** Start **

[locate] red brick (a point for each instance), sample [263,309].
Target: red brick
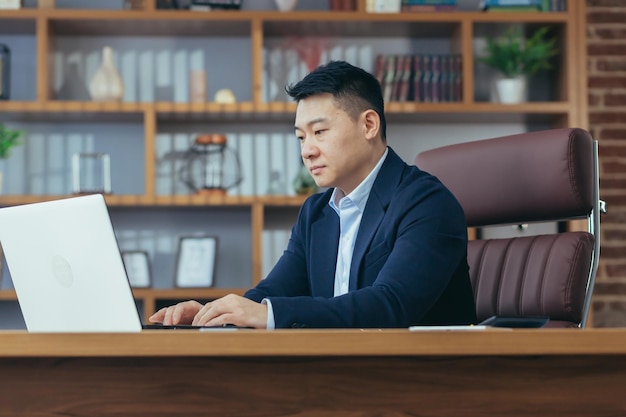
[615,100]
[597,49]
[603,3]
[612,133]
[598,117]
[611,287]
[618,15]
[608,313]
[612,151]
[614,202]
[606,82]
[616,216]
[613,183]
[613,252]
[610,65]
[615,269]
[613,235]
[618,33]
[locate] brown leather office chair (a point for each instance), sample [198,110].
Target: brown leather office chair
[542,176]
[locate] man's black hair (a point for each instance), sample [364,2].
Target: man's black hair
[354,89]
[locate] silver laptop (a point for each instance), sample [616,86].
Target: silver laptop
[66,267]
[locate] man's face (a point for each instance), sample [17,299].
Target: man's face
[333,145]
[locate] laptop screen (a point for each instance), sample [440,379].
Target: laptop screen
[66,267]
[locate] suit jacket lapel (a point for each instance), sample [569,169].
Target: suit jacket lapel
[383,188]
[324,246]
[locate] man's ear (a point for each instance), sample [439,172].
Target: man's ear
[371,124]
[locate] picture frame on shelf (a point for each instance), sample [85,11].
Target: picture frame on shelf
[137,265]
[195,261]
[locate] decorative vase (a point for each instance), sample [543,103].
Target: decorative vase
[511,90]
[286,5]
[106,84]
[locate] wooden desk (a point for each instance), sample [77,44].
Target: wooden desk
[315,373]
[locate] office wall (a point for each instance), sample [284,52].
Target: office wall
[606,48]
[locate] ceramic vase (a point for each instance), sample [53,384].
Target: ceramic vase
[286,5]
[511,90]
[106,84]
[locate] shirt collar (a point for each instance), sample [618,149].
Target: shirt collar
[361,193]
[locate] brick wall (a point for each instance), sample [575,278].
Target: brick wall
[606,48]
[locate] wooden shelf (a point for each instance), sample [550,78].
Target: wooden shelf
[169,201]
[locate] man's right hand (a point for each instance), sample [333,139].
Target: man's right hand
[181,313]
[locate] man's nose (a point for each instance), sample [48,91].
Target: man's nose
[308,150]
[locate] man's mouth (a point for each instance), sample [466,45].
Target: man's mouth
[315,169]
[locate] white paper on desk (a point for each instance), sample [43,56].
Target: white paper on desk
[448,328]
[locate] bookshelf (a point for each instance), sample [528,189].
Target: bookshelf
[237,46]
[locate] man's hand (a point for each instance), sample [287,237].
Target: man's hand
[181,313]
[232,309]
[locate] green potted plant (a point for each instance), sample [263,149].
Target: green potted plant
[516,57]
[8,139]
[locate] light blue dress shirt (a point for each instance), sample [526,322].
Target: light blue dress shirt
[350,209]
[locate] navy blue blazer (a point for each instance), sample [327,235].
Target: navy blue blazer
[409,265]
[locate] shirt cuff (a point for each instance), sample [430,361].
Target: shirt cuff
[271,323]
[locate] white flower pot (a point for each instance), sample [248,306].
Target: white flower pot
[286,5]
[106,84]
[511,90]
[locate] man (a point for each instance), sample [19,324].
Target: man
[385,246]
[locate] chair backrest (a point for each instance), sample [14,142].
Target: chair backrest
[531,177]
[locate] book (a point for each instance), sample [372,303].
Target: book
[512,5]
[424,2]
[427,8]
[508,9]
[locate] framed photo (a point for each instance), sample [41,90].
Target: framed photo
[195,262]
[137,266]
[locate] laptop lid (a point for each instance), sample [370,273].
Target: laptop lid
[66,267]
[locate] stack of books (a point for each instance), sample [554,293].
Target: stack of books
[428,6]
[424,78]
[523,5]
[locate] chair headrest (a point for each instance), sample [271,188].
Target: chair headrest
[529,177]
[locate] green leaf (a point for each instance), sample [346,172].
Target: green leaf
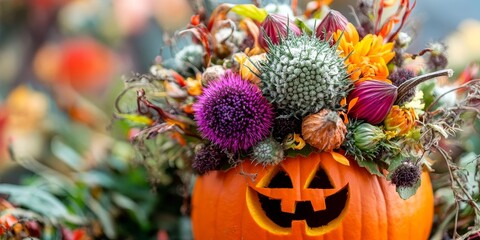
[407,192]
[135,120]
[250,11]
[39,201]
[106,219]
[371,167]
[428,93]
[67,154]
[303,26]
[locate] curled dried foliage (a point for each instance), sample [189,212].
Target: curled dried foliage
[439,124]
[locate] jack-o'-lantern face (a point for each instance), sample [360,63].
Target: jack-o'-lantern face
[297,195]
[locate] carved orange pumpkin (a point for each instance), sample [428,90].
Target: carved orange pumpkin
[307,198]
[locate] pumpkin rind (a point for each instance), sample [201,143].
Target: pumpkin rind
[374,210]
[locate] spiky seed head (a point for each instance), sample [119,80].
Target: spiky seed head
[400,76]
[268,152]
[367,136]
[406,175]
[303,75]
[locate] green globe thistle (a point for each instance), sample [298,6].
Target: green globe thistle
[303,75]
[367,136]
[268,152]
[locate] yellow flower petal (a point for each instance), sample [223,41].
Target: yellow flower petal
[340,158]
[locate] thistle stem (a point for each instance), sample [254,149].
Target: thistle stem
[413,82]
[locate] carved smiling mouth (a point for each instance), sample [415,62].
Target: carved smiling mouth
[335,205]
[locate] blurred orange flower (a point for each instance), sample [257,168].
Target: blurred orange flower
[82,63]
[367,58]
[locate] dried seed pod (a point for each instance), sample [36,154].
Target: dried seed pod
[324,130]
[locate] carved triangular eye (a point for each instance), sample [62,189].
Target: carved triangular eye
[320,180]
[280,180]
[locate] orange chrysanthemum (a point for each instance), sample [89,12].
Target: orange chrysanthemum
[399,121]
[367,58]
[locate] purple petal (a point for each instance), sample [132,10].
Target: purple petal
[375,98]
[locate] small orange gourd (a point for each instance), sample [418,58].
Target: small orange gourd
[324,130]
[311,197]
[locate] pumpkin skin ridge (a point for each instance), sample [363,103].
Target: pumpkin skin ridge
[242,226]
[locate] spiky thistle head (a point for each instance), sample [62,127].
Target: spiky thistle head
[268,152]
[406,175]
[303,75]
[232,113]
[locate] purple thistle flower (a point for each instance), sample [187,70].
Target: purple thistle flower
[274,27]
[331,23]
[233,114]
[375,98]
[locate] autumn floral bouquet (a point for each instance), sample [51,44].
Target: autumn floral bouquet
[269,83]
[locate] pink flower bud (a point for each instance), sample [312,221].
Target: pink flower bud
[276,26]
[331,23]
[375,98]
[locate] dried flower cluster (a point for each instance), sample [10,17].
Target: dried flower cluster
[264,86]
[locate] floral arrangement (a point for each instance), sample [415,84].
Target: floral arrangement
[267,83]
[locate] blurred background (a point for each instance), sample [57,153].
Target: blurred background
[63,156]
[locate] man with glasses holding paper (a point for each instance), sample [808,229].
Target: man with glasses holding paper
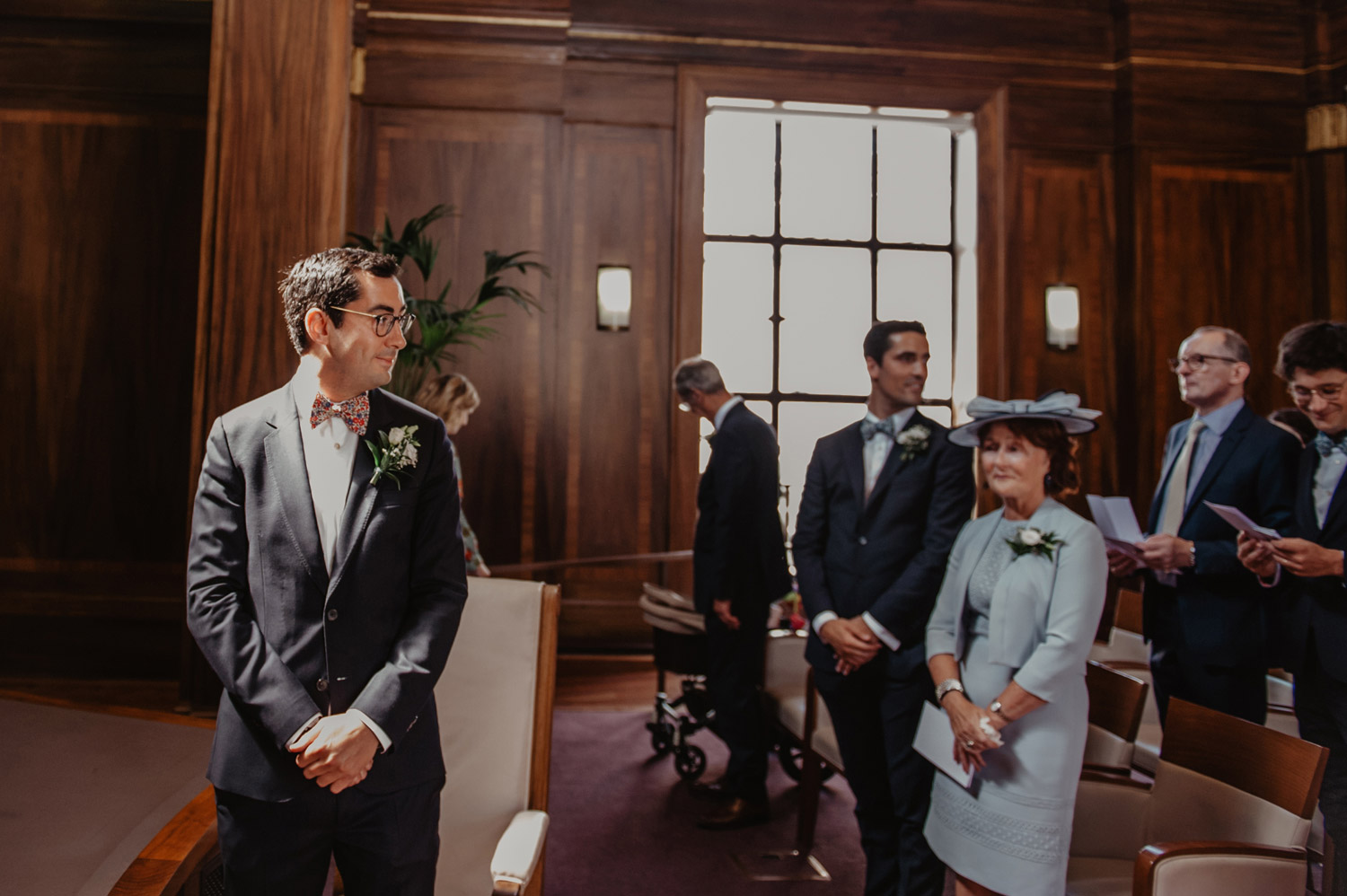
[1312,358]
[1203,612]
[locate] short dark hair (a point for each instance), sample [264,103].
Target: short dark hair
[1319,345]
[877,339]
[328,280]
[1234,344]
[1295,419]
[1063,470]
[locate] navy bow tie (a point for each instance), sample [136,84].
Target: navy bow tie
[1325,444]
[869,428]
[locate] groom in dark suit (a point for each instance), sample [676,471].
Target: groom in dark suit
[325,588]
[738,569]
[883,503]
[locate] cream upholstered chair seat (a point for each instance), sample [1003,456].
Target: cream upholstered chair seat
[495,716]
[786,685]
[1228,815]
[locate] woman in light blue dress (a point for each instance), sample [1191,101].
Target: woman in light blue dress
[1008,645]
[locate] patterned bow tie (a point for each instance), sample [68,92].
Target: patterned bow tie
[1325,444]
[353,412]
[869,428]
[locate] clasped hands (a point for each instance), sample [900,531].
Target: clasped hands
[1161,553]
[966,720]
[1299,556]
[851,640]
[337,752]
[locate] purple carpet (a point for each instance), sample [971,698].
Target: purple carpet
[624,823]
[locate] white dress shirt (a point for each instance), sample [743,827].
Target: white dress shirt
[875,454]
[329,457]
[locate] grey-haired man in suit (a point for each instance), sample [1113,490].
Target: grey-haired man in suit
[325,586]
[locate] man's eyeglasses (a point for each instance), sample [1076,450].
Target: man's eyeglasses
[384,322]
[1330,392]
[1198,361]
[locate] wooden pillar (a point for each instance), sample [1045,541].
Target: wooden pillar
[275,190]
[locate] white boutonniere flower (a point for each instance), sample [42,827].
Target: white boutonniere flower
[912,442]
[1031,540]
[395,452]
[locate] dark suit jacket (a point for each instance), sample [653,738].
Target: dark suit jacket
[1219,604]
[1316,605]
[738,551]
[885,556]
[286,639]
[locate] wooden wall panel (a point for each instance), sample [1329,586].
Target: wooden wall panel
[497,171]
[275,189]
[614,406]
[1220,244]
[1063,232]
[102,135]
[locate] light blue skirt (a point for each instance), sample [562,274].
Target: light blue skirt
[1010,830]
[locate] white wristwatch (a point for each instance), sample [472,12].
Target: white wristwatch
[946,686]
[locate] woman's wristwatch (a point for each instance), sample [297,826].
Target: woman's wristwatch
[946,686]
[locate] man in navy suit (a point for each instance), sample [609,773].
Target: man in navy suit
[883,503]
[738,569]
[325,588]
[1203,613]
[1312,358]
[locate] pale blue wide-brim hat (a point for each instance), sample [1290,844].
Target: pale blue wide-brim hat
[1063,407]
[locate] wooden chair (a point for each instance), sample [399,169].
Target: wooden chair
[1228,815]
[1117,701]
[495,704]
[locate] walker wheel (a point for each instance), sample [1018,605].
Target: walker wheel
[690,763]
[662,737]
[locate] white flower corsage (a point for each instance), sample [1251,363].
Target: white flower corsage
[912,442]
[396,451]
[1031,540]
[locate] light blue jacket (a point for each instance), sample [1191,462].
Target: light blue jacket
[1044,612]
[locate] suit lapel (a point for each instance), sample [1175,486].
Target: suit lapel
[1171,456]
[285,451]
[1230,441]
[894,461]
[853,459]
[360,500]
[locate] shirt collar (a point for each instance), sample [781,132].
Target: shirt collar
[1220,419]
[900,419]
[725,409]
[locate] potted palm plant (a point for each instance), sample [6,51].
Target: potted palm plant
[441,328]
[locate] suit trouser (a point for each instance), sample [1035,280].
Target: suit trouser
[875,713]
[1236,690]
[384,844]
[1322,710]
[733,678]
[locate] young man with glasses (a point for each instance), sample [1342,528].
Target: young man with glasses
[326,599]
[1307,567]
[1203,612]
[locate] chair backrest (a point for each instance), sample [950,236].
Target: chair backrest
[495,705]
[1222,777]
[1115,707]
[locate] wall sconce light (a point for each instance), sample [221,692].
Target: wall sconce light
[614,298]
[1061,303]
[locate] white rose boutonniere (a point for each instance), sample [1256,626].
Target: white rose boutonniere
[912,442]
[395,451]
[1031,540]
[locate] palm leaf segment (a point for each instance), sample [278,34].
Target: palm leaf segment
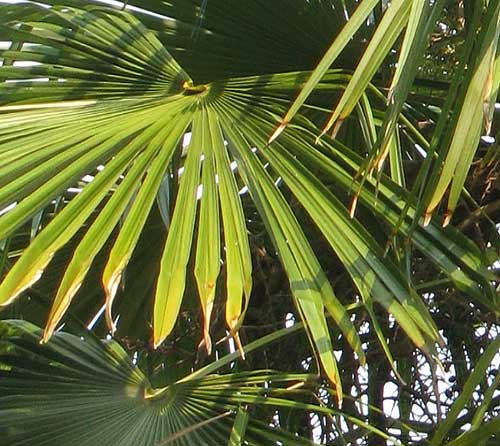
[52,393]
[105,95]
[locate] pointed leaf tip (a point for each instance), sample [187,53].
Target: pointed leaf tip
[354,203]
[447,219]
[239,345]
[277,132]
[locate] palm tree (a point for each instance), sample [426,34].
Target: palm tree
[201,183]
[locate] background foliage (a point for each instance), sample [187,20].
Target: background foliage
[310,184]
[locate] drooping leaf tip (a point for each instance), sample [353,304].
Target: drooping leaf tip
[354,203]
[427,218]
[277,132]
[447,219]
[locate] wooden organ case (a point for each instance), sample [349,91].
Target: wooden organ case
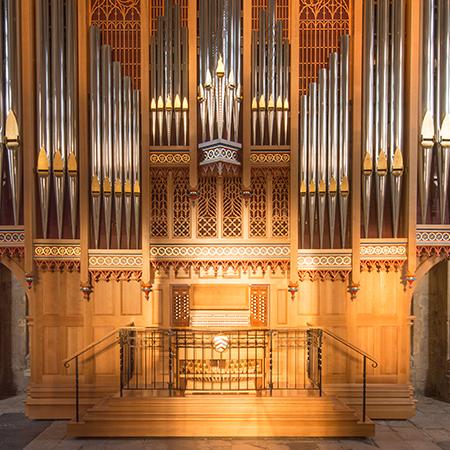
[218,165]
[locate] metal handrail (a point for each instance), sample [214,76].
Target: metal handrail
[351,346]
[364,355]
[67,361]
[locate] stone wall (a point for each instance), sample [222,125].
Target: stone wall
[13,335]
[430,333]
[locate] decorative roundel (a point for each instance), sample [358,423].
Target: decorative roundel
[220,343]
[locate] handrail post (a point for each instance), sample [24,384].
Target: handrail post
[364,387]
[170,365]
[270,362]
[121,369]
[319,360]
[77,392]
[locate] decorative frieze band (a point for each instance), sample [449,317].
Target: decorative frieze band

** End **

Output precisely the lines in the material above from the line containing "[locate] palm tree" through its last line, and omit pictures.

[locate] palm tree (a point for each instance), sample [426,34].
Target: palm tree
[201,183]
[locate] background foliage (a point for each instance), sample [187,20].
Target: background foliage
[310,184]
[locate] drooping leaf tip (a point for each instance), sample [353,304].
Target: drooping leaf tip
[354,203]
[427,218]
[277,132]
[447,219]
[locate] wooden organ case (a point for each instance), sample [349,91].
Target: wooden organ case
[218,165]
[locate] metal handrail (a point for each instance), sample [214,76].
Target: metal handrail
[351,346]
[364,355]
[67,361]
[locate] stone wall (a point for each instance), sample [222,125].
Target: stone wall
[13,335]
[430,333]
[locate] decorative roundel (a point for each instance), sample [358,423].
Target: decorative roundel
[220,343]
[locate] handrail post (a point for each instance), sample [24,384].
Target: handrail post
[364,387]
[170,365]
[270,362]
[121,369]
[319,360]
[77,392]
[locate] decorative frieze band (a point for each instance), sample [449,317].
Target: decorative frieze band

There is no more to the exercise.